Problem details: Would you transcribe the listing that follows word for word, skipping pictures?

┄┄┄┄┄┄

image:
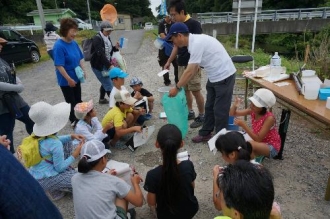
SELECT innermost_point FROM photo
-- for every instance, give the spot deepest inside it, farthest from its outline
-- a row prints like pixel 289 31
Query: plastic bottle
pixel 275 60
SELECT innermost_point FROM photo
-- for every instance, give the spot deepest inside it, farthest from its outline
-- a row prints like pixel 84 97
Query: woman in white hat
pixel 102 195
pixel 54 172
pixel 266 140
pixel 88 124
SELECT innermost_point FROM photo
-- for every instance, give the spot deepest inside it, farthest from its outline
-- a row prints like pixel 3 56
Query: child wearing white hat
pixel 266 140
pixel 101 195
pixel 54 173
pixel 88 124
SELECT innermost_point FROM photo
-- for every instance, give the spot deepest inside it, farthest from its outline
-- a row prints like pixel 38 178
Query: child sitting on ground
pixel 101 195
pixel 266 140
pixel 122 118
pixel 88 124
pixel 245 190
pixel 140 93
pixel 170 186
pixel 118 79
pixel 234 147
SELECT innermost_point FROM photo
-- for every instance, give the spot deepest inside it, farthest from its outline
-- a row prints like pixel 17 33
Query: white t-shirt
pixel 210 54
pixel 114 90
pixel 95 193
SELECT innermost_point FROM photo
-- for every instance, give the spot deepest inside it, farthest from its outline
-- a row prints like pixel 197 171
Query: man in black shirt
pixel 177 10
pixel 163 29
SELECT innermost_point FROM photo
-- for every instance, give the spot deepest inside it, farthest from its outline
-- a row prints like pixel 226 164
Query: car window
pixel 9 35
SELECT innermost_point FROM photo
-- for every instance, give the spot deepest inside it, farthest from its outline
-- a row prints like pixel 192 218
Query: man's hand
pixel 173 92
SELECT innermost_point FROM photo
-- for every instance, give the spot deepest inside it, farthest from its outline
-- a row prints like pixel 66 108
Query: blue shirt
pixel 67 55
pixel 52 147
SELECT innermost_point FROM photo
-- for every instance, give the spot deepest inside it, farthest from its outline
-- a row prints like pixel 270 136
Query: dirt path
pixel 300 179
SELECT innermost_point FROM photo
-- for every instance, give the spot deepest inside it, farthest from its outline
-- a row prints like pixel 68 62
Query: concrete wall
pixel 282 26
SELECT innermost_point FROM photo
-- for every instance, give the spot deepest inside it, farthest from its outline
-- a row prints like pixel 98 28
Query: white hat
pixel 49 119
pixel 93 150
pixel 263 98
pixel 81 109
pixel 125 97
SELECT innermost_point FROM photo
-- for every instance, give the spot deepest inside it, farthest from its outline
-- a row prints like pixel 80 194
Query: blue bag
pixel 177 111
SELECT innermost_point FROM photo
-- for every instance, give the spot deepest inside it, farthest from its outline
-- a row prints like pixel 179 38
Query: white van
pixel 83 25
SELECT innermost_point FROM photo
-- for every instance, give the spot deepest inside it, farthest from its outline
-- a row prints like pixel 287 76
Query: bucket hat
pixel 263 98
pixel 125 97
pixel 50 27
pixel 93 150
pixel 81 109
pixel 49 119
pixel 135 81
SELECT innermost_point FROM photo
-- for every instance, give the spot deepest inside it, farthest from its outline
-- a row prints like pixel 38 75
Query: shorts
pixel 121 212
pixel 272 151
pixel 194 83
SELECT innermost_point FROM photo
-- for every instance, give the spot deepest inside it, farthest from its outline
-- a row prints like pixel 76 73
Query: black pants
pixel 72 95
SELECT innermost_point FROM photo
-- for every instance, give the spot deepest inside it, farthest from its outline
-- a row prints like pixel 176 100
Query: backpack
pixel 28 152
pixel 87 46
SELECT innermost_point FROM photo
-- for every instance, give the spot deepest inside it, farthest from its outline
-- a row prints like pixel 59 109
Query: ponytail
pixel 84 166
pixel 170 138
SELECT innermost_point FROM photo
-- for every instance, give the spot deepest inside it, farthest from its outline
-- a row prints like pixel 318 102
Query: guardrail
pixel 267 15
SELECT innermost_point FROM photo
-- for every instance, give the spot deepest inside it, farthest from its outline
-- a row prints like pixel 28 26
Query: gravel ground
pixel 300 179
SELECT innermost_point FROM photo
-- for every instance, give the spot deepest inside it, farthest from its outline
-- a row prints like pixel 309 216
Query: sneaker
pixel 197 122
pixel 103 101
pixel 191 115
pixel 199 138
pixel 55 195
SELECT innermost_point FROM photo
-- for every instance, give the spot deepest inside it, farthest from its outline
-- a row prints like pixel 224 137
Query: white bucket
pixel 310 90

┄┄┄┄┄┄

Result of the task:
image:
SELECT innermost_point FROM photo
-- for every instance, give the spot deepest inside it, farthest from its outline
-- a row prints like pixel 289 31
Query: plastic bottle
pixel 275 60
SELECT innermost_point FROM photo
-- for every instance, give the spot deepest inside it, farthest from its outline
-- a row prints like pixel 84 97
Query: woman in white hat
pixel 102 195
pixel 54 172
pixel 266 140
pixel 88 124
SELECT innermost_point FROM photo
-- for every instance, give the spot deepest inside it, farthest from its outline
-- a row prints like pixel 3 56
Query: child wearing white hat
pixel 266 140
pixel 101 195
pixel 54 173
pixel 88 124
SELECT innermost_point FROM photo
-- for every instance, give the spot deepest inside it, farthest from its outline
-- a row prints like pixel 38 178
Query: child sitting on ground
pixel 101 195
pixel 266 140
pixel 122 118
pixel 88 124
pixel 245 190
pixel 140 93
pixel 170 186
pixel 118 79
pixel 234 147
SELECT innermost_point FROM photo
-- for every instance, give the spot deepest inside it, farthest from its outline
-- a row prints like pixel 17 33
Query: white t-shirt
pixel 210 54
pixel 114 90
pixel 95 193
SELECT innermost_point FROM photo
-- for every instance, give the spot deepest inside it, farthest from its outline
-- a row prints like pixel 197 171
Query: man in black shirt
pixel 177 10
pixel 163 29
SELECT innermost_point FROM photo
-- for every instance, give the spot deepest inside it, farthest from its outline
-- a row prints like pixel 226 164
Query: car window
pixel 9 35
SELECT innermost_point FROM photo
-- for every instance, give the spot deepest inside it, farthest from its outline
-- a row prints like pixel 192 218
Query: man's hand
pixel 173 92
SELECT innermost_point FROM photo
-- for every instance, give the spot deepest inside it, farthest from its outline
-- a row prints like pixel 66 108
Query: blue shirt
pixel 67 55
pixel 52 147
SELECT innermost_point FROM photo
-- for every instance, give the spot deepest inside it, farthest from its outline
-- a row prints like pixel 270 136
Query: dirt path
pixel 300 179
SELECT innermost_point FROM photo
-- for every instance, give the spot deepest inside it, farthest from its outline
-- a row prints like pixel 68 62
Query: concrete wall
pixel 282 26
SELECT innermost_point FROM photo
-- for every instance, give the spot deepest inside it, farthest from its outline
-- a row prints like pixel 98 28
Query: white hat
pixel 49 119
pixel 93 150
pixel 263 98
pixel 81 109
pixel 125 97
SELECT innermost_point FROM photo
-- for every instance, give the spot deepest inside it, farthest from its outline
-- a row prints like pixel 80 194
Query: blue bag
pixel 177 111
SELECT innermost_point FROM photo
-- for every instance, give the spot deepest inside it, farthest from its outline
-- a row prints like pixel 179 38
Query: white van
pixel 83 25
SELECT innermost_point FROM photo
-- for every instance, give the spot deepest inside it, farthest from its outline
-- a row prints like pixel 287 76
Query: bucket hat
pixel 263 98
pixel 125 97
pixel 50 27
pixel 93 150
pixel 81 109
pixel 49 119
pixel 135 81
SELECT innermost_point FROM photo
-- for every instance, give the spot deepest inside it, farthest from its outline
-- a row prints like pixel 38 75
Query: shorts
pixel 121 212
pixel 272 151
pixel 194 83
SELECT innermost_point FROM photo
-- for every instance, give the spot deepest inside it, farthest from its outline
-- a row prints like pixel 76 73
Query: black pants
pixel 72 95
SELECT innermost_point FROM photo
-- for every instance, give the spot deepest inside it, farthest from its outline
-- a row prints like pixel 176 100
Query: backpack
pixel 28 152
pixel 87 46
SELECT innermost_point FROM photo
-- for every instance, give the spot deepest inside it, farthest from its outline
-- a row prints like pixel 59 109
Query: ponytail
pixel 84 166
pixel 170 138
SELECT innermost_point FROM photo
-- for every instance, give the spot deepest inside it, farthest from its outline
-- a row prints like pixel 318 102
Query: guardrail
pixel 267 15
SELECT innermost_point FROM photo
-- for every instance, give the spot deepest inside it, farthest from its outline
-- a row prints like pixel 28 26
Query: gravel ground
pixel 300 179
SELECT innermost_point FROM photo
-- for every instance, give the spot deepest inside it, farthest from its outline
-- a row prints like pixel 309 216
Query: sneaker
pixel 197 122
pixel 103 101
pixel 191 115
pixel 199 138
pixel 55 195
SELECT innermost_point FROM photo
-- for every instance, give the spot deepest inside it, farthest from its outline
-- a row prints like pixel 224 137
Query: white bucket
pixel 310 90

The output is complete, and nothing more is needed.